[start of Input records]
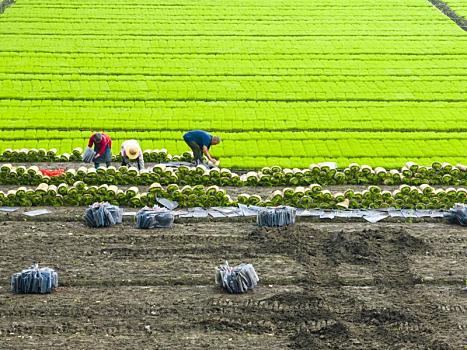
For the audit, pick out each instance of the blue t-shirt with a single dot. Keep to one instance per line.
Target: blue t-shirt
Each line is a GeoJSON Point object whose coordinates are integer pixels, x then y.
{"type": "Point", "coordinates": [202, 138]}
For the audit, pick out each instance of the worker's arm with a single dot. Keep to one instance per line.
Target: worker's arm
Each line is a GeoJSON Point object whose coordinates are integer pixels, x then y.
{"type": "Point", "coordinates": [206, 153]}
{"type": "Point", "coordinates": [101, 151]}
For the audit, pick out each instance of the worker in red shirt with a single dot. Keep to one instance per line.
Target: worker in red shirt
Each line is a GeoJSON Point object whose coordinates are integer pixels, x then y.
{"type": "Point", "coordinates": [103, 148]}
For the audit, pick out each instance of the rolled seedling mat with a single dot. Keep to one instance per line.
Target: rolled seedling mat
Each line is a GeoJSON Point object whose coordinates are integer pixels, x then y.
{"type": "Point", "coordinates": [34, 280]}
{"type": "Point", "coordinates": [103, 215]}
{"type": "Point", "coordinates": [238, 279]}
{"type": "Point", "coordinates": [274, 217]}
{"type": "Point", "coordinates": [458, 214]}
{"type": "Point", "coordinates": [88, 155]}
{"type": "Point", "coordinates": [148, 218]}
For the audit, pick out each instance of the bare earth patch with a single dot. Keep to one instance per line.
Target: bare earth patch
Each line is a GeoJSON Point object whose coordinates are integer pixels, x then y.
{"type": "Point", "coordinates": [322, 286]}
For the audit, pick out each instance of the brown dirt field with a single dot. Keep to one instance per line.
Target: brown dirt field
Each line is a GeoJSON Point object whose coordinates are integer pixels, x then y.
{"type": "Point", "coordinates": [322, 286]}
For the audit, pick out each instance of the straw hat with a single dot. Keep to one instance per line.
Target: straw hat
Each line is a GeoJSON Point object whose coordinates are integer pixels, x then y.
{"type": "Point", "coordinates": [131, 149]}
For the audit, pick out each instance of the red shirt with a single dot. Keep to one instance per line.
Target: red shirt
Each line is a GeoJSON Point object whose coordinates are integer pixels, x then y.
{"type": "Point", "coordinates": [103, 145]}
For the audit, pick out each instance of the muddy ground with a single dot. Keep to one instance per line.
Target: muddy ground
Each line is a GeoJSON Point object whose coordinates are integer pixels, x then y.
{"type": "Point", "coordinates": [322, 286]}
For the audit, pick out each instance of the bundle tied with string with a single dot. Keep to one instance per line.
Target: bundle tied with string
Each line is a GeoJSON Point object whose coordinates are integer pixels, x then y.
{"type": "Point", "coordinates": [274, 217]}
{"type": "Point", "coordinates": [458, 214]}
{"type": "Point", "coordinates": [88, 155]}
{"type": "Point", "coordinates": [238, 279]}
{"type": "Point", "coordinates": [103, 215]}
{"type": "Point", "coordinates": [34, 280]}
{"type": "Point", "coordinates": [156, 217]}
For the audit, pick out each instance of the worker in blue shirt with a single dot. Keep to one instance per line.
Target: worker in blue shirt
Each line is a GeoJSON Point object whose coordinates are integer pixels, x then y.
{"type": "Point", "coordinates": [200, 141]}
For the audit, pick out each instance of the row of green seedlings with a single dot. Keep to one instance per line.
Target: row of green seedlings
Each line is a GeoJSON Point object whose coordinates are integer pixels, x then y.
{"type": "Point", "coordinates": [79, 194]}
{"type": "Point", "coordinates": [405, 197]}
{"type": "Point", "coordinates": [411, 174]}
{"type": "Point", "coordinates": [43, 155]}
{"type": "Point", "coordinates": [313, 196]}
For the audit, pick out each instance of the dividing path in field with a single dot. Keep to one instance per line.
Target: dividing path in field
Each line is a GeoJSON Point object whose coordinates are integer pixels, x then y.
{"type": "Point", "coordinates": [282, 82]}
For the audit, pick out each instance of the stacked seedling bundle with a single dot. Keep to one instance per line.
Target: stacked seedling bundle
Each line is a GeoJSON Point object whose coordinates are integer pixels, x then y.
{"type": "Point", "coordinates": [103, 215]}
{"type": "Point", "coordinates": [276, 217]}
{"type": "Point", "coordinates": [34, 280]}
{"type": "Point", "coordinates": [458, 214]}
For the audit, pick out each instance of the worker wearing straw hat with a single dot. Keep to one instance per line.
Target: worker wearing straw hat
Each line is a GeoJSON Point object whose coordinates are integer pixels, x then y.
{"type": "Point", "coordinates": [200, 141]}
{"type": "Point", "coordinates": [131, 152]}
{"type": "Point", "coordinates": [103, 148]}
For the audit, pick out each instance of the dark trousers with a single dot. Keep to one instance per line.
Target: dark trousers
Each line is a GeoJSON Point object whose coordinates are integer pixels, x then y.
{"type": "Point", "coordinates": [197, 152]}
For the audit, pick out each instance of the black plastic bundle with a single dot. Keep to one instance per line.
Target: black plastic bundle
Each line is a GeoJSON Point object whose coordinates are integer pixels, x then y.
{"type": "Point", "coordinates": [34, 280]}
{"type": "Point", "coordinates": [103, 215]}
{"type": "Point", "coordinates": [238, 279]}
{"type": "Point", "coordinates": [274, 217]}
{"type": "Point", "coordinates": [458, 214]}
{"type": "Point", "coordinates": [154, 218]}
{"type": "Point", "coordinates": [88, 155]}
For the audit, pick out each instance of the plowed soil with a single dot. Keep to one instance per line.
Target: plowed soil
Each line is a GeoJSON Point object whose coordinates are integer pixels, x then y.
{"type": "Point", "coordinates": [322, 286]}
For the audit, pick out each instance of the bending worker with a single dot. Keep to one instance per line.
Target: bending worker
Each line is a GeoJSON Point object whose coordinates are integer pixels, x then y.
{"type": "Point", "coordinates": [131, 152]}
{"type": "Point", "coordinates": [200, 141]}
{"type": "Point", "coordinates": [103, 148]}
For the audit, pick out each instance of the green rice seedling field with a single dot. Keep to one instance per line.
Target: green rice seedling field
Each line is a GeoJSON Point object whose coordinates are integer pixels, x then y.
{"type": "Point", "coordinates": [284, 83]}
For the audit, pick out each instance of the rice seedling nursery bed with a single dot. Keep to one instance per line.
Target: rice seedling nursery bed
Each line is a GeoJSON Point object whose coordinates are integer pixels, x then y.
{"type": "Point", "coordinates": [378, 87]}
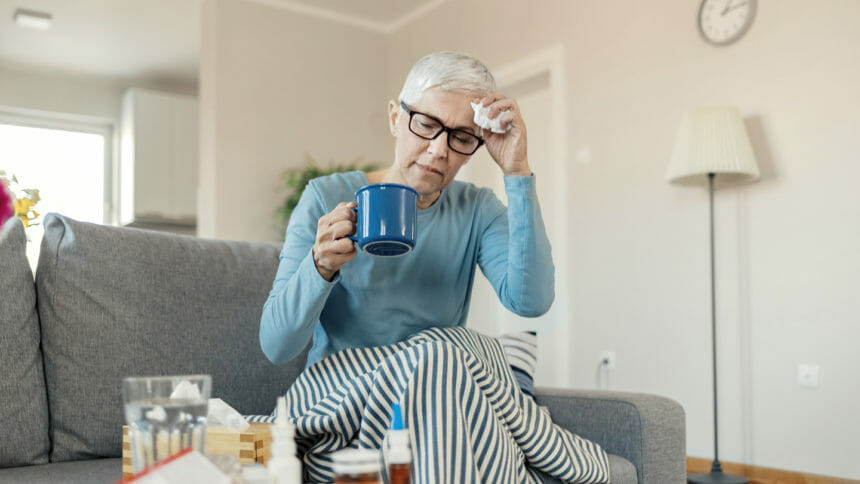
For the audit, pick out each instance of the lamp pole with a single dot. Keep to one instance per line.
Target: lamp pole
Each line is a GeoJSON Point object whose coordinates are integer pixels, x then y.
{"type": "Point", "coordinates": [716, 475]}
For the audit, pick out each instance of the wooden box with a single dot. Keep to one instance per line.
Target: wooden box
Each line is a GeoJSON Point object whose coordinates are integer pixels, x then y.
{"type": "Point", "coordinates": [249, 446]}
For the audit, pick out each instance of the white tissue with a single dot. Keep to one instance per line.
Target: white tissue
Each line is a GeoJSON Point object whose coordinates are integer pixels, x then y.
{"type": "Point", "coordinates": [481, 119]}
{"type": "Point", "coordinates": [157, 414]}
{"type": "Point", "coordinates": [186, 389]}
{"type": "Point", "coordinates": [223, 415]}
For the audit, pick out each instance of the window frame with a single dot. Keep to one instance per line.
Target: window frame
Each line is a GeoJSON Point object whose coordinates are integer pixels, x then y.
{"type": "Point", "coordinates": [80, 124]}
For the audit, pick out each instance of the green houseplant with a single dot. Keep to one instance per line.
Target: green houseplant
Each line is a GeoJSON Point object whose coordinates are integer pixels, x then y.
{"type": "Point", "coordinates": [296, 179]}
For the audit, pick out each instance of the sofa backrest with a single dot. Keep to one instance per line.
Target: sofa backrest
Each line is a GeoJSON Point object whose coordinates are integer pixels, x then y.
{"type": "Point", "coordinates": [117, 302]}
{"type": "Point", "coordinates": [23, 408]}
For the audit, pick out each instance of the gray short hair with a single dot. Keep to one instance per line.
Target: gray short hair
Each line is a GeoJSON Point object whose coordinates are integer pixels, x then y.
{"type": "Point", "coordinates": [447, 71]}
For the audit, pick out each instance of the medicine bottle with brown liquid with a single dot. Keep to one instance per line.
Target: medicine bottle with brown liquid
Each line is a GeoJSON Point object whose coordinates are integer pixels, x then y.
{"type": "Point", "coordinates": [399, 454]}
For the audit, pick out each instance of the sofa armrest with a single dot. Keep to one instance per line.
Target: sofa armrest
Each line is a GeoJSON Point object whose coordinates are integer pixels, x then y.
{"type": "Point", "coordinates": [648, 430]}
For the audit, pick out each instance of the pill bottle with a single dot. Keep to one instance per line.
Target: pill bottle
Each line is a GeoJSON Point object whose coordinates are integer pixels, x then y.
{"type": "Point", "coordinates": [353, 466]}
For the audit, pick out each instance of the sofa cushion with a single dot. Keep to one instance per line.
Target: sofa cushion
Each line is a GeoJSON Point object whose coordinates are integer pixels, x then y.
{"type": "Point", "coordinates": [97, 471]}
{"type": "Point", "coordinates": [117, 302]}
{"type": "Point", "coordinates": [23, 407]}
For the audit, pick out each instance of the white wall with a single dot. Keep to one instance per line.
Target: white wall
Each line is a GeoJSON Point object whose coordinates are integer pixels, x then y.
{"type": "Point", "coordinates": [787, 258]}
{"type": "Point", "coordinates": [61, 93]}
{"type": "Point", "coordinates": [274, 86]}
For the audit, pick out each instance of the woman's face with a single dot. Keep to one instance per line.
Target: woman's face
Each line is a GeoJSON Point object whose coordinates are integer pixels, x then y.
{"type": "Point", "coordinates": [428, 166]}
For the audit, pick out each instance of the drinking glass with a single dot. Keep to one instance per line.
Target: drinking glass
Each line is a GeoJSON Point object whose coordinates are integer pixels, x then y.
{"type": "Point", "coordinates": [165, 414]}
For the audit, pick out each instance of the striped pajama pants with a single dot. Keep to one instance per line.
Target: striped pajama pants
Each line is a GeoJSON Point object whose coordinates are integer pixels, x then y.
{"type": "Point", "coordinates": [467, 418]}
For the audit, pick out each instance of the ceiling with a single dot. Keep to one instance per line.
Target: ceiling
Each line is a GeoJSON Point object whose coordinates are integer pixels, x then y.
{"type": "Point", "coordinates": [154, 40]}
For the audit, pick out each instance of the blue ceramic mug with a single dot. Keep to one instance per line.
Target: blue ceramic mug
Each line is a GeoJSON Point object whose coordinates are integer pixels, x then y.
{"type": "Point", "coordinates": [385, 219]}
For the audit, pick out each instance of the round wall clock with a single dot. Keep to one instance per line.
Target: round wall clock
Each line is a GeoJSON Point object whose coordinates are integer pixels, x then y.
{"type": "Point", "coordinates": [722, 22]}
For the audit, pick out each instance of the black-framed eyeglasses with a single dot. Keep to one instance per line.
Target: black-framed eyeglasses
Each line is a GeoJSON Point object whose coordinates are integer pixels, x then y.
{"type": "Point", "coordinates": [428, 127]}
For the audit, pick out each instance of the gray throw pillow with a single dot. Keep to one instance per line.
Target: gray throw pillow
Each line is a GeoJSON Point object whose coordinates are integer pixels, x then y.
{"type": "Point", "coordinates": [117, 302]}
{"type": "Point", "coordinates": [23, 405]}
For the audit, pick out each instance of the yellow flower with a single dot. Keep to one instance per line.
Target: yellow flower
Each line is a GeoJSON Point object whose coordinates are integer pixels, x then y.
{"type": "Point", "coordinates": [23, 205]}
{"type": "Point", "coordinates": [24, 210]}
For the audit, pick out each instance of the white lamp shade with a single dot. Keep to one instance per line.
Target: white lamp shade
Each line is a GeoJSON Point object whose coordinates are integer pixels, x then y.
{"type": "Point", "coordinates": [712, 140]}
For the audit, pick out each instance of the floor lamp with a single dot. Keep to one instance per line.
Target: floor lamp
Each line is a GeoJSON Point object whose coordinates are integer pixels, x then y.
[end of Input records]
- The problem
Above are the records; copy exactly the lines from the one with "For the audit, pick out each instance of the round" through the final line.

- Answer below
For the audit, pick out each instance of the round wall clock with a single dot. Keep to one instance per line.
Target: round wall clock
Each line is a GeoJSON Point object whose coordinates are integer pixels, x then y.
{"type": "Point", "coordinates": [722, 22]}
For the audit, pick out each instance of the black-framed eyeglasses with a single dot. Keep to one instance per line.
Target: black-framed eyeglasses
Each line is a GeoJSON Point object whose coordinates are integer pixels, x then y.
{"type": "Point", "coordinates": [428, 127]}
For the audit, pick out each instance of the gray throw pillow with a single dot. Keep to one instance per line.
Target: gray throw pillow
Each line is a GeoJSON Point object whose coordinates are integer pixels, x then y.
{"type": "Point", "coordinates": [117, 302]}
{"type": "Point", "coordinates": [23, 405]}
For the audit, pick out each instance of the yellow flower with a single dot. Keep to one instance per line.
Target: yellow flower
Each line is a GeoJSON Point object whose coordinates are integer pixels, x then y.
{"type": "Point", "coordinates": [23, 205]}
{"type": "Point", "coordinates": [24, 210]}
For the audit, pick out each instance of the white lamp shade with a single dot. Keep to one instance per line.
Target: white lamp shade
Each line is a GeoJSON Point object whose coordinates are integer pixels, x then y.
{"type": "Point", "coordinates": [712, 140]}
For the audit, pick out each instance of the floor lamp with a single dot. Keep to one instance per line.
Target: floor lamp
Each line is a GeoJSON Point object whose coordinates are integer pixels, x then y.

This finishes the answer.